##### PROVIDED TEXT #####

Lang said that in later conversations with a number of uniformed officers, he learned that many of them had been auditioned as well and, like him, had been found wanting. However, one who did pass the test was former Navy Captain William J. Luti. In the Bush administration he holds the post of Deputy Under Secretary of Defense for Near Eastern and South Asian Affairs. Luti also supervised the Office of Special Plans, described in a seminal 2003 New Yorker article by Seymour Hersh as "a separate intelligence unit ... in the Pentagon's policy office."
It was through these special offices that so many of the rumors, gossip, and unsubstantiated intelligence about Iraq were passed directly to senior White House officials, notably Vice President Cheney, and were accepted without first being subjected to the rigorous analysis of the $30-billion-a-year intelligence community. American intelligence, which routinely sees and sifts thousands of bits of information daily, has had years of experience developing an analytical capability that can assess precisely whether the information we are receiving is fact or fiction. Short-circuiting this process -- or, in the vivid term Hersh adopted for the title of his disturbing article, "stovepiping" information directly into policy-makers' hands -- is dangerous. Addressing his investigation directly to Luti's enterprise, Hersh added: "This office, which circumvented the usual procedures of vetting and transparency, stovepiped many of its findings to the highest-ranking officials" in the administration.
President Bush could fundamentally change the direction of his administration by firing fewer than fifteen senior officials, beginning with those signatories of the Project for the New American Century and those currently holding government posts who signed a 1998 letter that urged President Clinton to wage war on Iraq. They are clustered at the National Security Council (NSC), in the Defense and State Departments, and within Vice President Cheney's own parallel national security office. That particular little-known organization -- not accountable to Congress and virtually unknown to the American people -- should be completely dismantled. Never in the history of our democracy has there been established such an influential and pervasive center of power with the ability to circumvent longstanding and accepted reporting structures and to skew decisionmaking practices. It has been described to me chillingly by a former senior government official as a coup d'etat within the State. That's all it would take -- firing fewer than fifteen officials, and the scuttling of Cheney's questionable office -- to alter this administration's radical course.
But President Bush would have to want to make these changes. The fact that he has utterly failed to do so suggests that one popular notion about this president -- that he has delegated foreign policy to his "prime minister," Dick Cheney, and that the president is somehow manipulated by him -- is doubtful. Even as the criticism mounts and the failure of the war policy becomes ever more evident with every attack on American interests in Iraq, the president refuses to make changes in his lineup. In fact, as one former intelligence officer suggested to me, President Bush may himself be a neoconservative "recruit," and now an active leader of the radical movement rather than a passive follower unable to block it.

##### DATASET ENTRIES #####

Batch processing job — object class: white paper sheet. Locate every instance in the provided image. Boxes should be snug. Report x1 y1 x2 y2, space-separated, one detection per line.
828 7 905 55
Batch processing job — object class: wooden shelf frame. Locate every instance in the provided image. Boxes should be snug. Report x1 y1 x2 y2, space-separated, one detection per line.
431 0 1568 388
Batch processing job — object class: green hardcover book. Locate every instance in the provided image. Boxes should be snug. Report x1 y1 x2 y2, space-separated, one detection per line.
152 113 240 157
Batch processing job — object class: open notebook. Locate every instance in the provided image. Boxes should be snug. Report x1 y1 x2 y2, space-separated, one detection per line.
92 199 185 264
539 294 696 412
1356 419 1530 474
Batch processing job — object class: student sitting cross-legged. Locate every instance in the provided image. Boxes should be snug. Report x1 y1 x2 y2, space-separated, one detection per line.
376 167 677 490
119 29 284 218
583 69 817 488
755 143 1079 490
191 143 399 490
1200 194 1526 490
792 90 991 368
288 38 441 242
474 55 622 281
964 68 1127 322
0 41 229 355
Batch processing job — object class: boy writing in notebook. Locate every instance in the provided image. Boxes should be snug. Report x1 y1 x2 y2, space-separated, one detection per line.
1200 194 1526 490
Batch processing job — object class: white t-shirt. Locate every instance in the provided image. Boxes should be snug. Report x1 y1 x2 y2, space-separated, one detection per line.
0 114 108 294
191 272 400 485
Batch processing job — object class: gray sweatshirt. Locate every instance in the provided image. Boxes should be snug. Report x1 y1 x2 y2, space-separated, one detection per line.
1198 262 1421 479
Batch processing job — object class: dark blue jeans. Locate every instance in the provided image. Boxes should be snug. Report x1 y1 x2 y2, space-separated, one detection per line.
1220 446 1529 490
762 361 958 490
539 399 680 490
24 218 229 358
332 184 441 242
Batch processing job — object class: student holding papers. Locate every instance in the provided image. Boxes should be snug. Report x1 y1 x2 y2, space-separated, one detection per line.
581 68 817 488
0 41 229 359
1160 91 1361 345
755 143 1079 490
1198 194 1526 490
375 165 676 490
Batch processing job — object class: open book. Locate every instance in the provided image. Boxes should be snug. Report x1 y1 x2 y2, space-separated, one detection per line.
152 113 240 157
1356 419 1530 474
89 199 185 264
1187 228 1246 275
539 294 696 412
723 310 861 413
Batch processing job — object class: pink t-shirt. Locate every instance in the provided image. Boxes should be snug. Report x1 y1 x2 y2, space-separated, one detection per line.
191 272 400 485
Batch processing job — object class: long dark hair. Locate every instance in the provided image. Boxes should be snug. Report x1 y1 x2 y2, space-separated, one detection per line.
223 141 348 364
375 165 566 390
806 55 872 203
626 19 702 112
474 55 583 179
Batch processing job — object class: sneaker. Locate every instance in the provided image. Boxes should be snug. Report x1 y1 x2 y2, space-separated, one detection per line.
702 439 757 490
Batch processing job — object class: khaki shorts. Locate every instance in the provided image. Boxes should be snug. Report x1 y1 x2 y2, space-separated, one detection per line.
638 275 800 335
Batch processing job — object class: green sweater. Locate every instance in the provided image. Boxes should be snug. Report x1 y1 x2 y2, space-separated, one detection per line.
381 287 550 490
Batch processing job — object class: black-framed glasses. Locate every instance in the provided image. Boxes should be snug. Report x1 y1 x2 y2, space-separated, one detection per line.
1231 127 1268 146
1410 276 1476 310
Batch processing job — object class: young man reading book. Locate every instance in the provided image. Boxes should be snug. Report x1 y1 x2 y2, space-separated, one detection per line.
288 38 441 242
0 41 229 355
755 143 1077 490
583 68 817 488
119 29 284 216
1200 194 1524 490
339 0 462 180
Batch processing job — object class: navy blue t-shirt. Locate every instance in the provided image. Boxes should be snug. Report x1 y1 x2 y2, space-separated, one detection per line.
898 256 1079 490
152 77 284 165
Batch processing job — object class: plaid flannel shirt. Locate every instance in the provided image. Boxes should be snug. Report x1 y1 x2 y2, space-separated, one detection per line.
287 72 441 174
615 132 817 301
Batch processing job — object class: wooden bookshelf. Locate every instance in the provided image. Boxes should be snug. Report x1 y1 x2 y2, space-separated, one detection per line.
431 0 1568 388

#####

- [EXERCISES]:
• 1. Which people are named in the passage on Bush administration officials?
• 2. Carry the passage on Bush administration officials forward from its last sentence.

- [TASK ANSWERS]:
• 1. Lang, William J. Luti, Seymour Hersh, Dick Cheney, President Bush, President Clinton

• 2.
The president is not powerless and does not need to demonstrate, as Senator Richard Lugar pleaded on Meet the Press in October 2003: "The president has to be president. That means the president over the vice president and over these secretaries [of State and Defense]." On the contrary, he is the president and he is directing his vice president and his cabinet secretaries to do his bidding. He is responsible for what has been wrought in his name.
In recent months I have tried to piece together the truth about the attacks on myself and the disclosure of Valerie's employment by carefully studying all the coverage and by speaking confidentially with members of the press who have been following the story. A number of them have been candid with me in our private conversations but unwilling to speak publicly with the same candor. When I have asked why the reporting on the story has not been more aggressive, I have received responses that are very disturbing. A reporter told me that one of the six newspeople who had received the leak stated flatly that the pressure he had come under from the administration in the past several months to remain silent made him fear that if he did his job and reported on the leak story, he would "end up in Guantanamo" -- a dark metaphor for the career isolation he would suffer at the hands of the administration. Another confided that she had heard from reporters that "with kids in private school and a mortgage on the house," they were unwilling to cross the administration.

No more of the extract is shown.